**Source document:**
========================================================================
Recently I decided to give NextCloud a try. This was long enough ago that the details elude me, but I think I burned around two hours trying to get the all-in-one Docker image to work in my environment. Finally I decided to give up and install it manually, to discover it was a plain old PHP application of the type I was regularly setting up in 2007. Is this a problem with kids these days? Do they not know how to fill in the config.php?

Hiding Sins

Of course, you will say, none of these problems would be widespread of people just made good Docker images. And yes, that is completely true! Perhaps one of the problems with Docker is that it's too easy to use. Creating an RPM or Debian package involves a certain barrier to entry, and it takes a whole lot of activation energy for even me to want to get rpmbuild going (advice: just use copr and rpkg). At the core of my complaints is the fact that distributing an application only as a Docker image is often evidence of a relatively immature project, or at least one without anyone who specializes in distribution. You have to expect a certain amount of friction in getting these sorts of things to work in a nonstandard environment.

It is a palpable irony, though, that Docker was once heralded as the ultimate solution to "works for me" and yet seems to just lead to the same situation existing at a higher level of configuration.
========================================================================
**Information given:**
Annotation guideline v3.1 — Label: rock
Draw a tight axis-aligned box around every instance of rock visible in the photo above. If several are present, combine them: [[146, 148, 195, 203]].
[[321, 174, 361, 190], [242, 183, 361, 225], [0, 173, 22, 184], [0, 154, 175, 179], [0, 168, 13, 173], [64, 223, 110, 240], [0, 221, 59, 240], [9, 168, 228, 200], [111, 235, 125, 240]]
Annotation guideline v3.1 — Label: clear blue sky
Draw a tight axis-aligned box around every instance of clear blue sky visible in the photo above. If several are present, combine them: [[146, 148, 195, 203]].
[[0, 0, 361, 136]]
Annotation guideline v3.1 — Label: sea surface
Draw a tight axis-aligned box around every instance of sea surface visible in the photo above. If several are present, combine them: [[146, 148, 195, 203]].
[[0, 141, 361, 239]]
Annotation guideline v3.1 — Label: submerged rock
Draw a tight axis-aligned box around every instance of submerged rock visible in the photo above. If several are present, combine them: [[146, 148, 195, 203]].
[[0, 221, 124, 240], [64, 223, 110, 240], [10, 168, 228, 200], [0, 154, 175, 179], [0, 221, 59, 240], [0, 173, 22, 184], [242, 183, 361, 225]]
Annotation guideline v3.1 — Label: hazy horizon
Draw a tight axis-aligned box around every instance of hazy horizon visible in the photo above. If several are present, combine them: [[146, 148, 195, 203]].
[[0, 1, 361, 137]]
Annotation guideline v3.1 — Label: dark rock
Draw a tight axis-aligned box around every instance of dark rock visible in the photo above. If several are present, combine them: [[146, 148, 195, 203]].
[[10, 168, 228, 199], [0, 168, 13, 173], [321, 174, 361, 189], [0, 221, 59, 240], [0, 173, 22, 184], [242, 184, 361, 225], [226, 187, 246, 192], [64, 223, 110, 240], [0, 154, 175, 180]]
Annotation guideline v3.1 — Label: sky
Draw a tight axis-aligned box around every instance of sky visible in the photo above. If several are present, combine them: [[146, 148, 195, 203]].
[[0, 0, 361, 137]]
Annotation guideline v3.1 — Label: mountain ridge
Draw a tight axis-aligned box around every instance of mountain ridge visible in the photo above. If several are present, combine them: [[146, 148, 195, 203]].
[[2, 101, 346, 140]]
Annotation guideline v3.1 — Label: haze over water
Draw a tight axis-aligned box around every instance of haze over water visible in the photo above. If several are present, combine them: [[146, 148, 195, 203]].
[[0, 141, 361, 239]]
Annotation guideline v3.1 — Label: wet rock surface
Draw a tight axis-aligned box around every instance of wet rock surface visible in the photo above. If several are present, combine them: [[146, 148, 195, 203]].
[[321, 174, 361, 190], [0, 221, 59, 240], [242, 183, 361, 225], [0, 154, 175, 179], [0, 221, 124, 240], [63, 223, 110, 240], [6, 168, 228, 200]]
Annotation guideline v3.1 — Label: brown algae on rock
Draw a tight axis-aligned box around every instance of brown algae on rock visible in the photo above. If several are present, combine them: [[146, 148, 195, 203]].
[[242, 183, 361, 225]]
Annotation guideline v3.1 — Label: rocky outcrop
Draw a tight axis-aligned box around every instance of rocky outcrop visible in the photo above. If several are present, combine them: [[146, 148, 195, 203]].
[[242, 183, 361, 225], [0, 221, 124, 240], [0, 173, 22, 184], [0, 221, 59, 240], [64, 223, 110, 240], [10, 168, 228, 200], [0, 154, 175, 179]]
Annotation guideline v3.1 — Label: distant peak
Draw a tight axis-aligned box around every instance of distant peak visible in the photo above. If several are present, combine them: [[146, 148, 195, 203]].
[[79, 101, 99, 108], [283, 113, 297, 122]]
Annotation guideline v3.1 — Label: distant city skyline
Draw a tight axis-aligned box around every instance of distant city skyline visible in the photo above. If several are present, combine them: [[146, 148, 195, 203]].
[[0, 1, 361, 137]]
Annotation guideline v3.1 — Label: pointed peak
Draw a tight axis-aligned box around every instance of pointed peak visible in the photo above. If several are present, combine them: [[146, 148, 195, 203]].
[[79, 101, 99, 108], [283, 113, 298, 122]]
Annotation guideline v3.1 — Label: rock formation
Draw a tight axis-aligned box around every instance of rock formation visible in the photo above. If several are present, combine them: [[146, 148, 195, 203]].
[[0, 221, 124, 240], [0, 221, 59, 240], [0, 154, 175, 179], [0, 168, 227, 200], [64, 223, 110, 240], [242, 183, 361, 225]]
========================================================================
**Do this:** Duplicate the passage of the Docker essay between "It is a palpable" and "level of configuration.", inclusive. The listing has no connection to the essay on Docker and NextCloud.

**Complete output:**
It is a palpable irony, though, that Docker was once heralded as the ultimate solution to "works for me" and yet seems to just lead to the same situation existing at a higher level of configuration.